Working with Artifacts and Dependencies

Learn to manage build artifacts, optimize dependency handling, and create efficient pipelines that share data between workflow jobs.

One of the most frustrating aspects of CI/CD is dealing with slow builds caused by repeatedly downloading the same dependencies, or worse, having builds fail because of flaky network connections during dependency installation. You've probably waited impatiently as npm downloads hundreds of packages for the third time today, or watched a deployment fail because a package registry was temporarily unavailable.

GitHub Actions provides powerful tools to eliminate these problems through intelligent caching and artifact management. When you understand how to preserve build outputs and share data efficiently between jobs, your workflows become faster, more reliable, and less prone to external failures.

Understanding the Isolation Challenge

Every GitHub Actions job runs in a completely fresh virtual machine with no memory of previous executions. This isolation provides consistency and prevents workflows from interfering with each other, but it creates a challenge: how do you share data between jobs that need to work together?

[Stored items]
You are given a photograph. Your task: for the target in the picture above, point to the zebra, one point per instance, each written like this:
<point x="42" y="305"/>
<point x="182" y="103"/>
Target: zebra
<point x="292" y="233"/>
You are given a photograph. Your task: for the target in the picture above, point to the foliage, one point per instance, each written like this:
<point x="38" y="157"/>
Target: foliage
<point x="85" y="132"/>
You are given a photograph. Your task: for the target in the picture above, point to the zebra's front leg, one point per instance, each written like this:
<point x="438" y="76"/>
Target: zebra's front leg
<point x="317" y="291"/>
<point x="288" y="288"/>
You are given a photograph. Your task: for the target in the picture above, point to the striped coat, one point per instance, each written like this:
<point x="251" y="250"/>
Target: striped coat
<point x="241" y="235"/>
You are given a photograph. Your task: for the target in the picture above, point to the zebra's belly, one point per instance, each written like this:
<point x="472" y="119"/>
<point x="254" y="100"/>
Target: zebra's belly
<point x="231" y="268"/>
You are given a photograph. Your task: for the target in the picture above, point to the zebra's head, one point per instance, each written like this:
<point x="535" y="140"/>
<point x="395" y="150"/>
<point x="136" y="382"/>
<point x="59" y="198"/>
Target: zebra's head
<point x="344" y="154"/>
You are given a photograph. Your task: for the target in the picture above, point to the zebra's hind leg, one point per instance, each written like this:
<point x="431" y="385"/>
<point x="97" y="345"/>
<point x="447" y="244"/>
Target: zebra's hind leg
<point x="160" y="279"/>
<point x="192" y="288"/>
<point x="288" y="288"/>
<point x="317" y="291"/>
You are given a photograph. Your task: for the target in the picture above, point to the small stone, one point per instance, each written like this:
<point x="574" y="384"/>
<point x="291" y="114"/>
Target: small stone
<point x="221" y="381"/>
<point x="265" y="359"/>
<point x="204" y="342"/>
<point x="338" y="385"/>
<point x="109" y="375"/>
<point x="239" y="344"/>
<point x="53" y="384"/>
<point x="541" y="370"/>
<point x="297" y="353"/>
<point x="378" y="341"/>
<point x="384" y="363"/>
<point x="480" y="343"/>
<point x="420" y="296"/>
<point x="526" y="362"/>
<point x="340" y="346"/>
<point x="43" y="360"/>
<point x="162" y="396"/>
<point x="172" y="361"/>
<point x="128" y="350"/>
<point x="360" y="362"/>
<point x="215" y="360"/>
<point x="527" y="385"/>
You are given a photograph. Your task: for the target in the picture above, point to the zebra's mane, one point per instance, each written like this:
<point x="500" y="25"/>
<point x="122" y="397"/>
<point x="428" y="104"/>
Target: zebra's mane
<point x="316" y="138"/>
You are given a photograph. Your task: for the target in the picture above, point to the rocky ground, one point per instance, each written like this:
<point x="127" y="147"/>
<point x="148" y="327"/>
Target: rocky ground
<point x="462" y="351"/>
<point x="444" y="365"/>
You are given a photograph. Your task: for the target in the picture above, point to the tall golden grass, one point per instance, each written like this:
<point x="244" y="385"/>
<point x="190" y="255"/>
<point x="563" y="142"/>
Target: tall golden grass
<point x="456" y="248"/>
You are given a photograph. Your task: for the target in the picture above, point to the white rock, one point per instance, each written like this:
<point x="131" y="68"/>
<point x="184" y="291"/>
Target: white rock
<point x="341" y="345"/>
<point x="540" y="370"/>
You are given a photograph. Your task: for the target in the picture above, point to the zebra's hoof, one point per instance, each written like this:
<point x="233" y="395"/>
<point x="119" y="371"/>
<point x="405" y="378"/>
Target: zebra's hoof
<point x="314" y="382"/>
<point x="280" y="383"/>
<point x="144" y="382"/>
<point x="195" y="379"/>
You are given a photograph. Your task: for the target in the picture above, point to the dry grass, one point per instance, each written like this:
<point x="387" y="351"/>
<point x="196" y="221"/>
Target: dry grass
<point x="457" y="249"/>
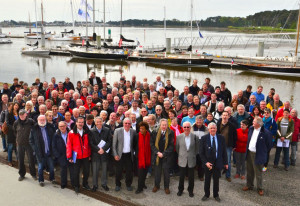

▶ **OBJECTIVE**
Reproduce the artifacts passage between "One of the most" and "to external failures.", inclusive, swapping "npm" for "pip".

▶ **OUTPUT FOR THIS EXERCISE**
One of the most frustrating aspects of CI/CD is dealing with slow builds caused by repeatedly downloading the same dependencies, or worse, having builds fail because of flaky network connections during dependency installation. You've probably waited impatiently as pip downloads hundreds of packages for the third time today, or watched a deployment fail because a package registry was temporarily unavailable.

GitHub Actions provides powerful tools to eliminate these problems through intelligent caching and artifact management. When you understand how to preserve build outputs and share data efficiently between jobs, your workflows become faster, more reliable, and less prone to external failures.